Data listing:
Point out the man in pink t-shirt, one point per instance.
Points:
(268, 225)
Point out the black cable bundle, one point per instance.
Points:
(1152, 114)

> **What to do**:
Output the lines of the material from the one containing "Point out the black" through the end as a Markdown table with columns "Row" and "Line", numbering each row and skipping blank lines.

> **Answer for the task**:
| Row | Line |
|---|---|
| 1 | Point out the black cable bundle, one point per instance. |
| 2 | Points: |
| 3 | (1152, 114) |